* _What the exercise asks_
Return the listing below word for word.

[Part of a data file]
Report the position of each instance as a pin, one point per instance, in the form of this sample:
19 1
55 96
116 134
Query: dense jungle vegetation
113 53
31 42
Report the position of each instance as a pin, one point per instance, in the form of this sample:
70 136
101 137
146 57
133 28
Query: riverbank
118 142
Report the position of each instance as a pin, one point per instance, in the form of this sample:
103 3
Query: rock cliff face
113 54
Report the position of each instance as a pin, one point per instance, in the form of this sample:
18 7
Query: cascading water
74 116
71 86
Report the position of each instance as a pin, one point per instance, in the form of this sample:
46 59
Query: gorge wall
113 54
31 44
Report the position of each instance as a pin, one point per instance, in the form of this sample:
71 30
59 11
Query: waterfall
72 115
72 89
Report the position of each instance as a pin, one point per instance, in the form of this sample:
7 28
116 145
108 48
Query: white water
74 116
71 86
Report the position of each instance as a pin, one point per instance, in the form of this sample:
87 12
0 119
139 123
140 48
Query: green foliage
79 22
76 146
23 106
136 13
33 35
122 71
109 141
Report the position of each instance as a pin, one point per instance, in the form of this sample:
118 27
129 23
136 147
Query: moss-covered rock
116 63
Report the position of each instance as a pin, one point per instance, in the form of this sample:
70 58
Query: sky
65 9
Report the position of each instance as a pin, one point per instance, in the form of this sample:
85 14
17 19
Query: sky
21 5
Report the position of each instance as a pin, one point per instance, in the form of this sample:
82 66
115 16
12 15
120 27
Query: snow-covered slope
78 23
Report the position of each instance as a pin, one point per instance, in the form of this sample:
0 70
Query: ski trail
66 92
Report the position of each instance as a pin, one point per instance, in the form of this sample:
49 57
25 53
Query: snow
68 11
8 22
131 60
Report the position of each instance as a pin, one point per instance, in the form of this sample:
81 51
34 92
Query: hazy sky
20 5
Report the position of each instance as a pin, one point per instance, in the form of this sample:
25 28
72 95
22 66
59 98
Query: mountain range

* _Finished exercise_
Report the position of each instance as a pin, one point per instance, in the form of this sample:
19 1
55 96
116 134
Query: dense jungle vegetation
113 53
31 42
Report the position of each instance as a pin, one point per instance, in the form of this sample:
70 136
101 137
146 57
133 28
Query: riverbank
118 142
Report the position of each instance as a pin, one point per instance, in the form of this sample:
103 3
Query: rock cliff face
113 54
Report the position of each instance as a pin, one point per instance, in the form of this sample:
18 7
Query: cascading water
74 116
71 86
Report the position of each instance as a pin, one point per instance, in the form of this sample:
46 59
Query: gorge wall
113 54
31 44
Report the position of each instance as a pin, one point per instance, in the form of this sample:
71 30
59 11
Query: waterfall
72 115
72 89
Report the position of each instance as a pin, one point per instance, in the form of this sample:
7 28
116 145
108 48
Query: white water
74 116
71 86
Report the position of each instance as a pin, one point per instance, in the form of this sample:
87 12
0 119
139 123
140 48
Query: green foliage
79 22
76 146
23 106
136 13
33 35
122 71
109 141
Report the position of each instance as a pin, one point per instance, in the form of this sample:
118 27
129 23
136 147
Query: moss-covered rock
116 63
Report the position of each instance as a pin, one point per instance, in the form of this sample:
70 58
Query: sky
65 9
Report the position of each instance as a pin, one point per instance, in the form of this sample:
85 14
17 19
Query: sky
21 5
Report the position of each instance as a pin, one point per instance, in the form of this sample:
82 66
115 16
12 15
120 27
Query: snow-covered slope
78 23
Report the position of each instance as a pin, one point per instance, in the form of this sample:
0 70
Query: ski trail
66 92
Report the position of each instance as a pin, one point per instance, in the form of this sample:
49 57
25 53
Query: snow
68 11
8 22
131 60
Report the position of each instance as a pin, one point per instance, in the form of this sample:
81 51
34 92
Query: hazy sky
20 5
Report the position of each instance as a pin, one point per instance, in the form of this sample:
25 28
72 95
22 66
59 98
Query: mountain range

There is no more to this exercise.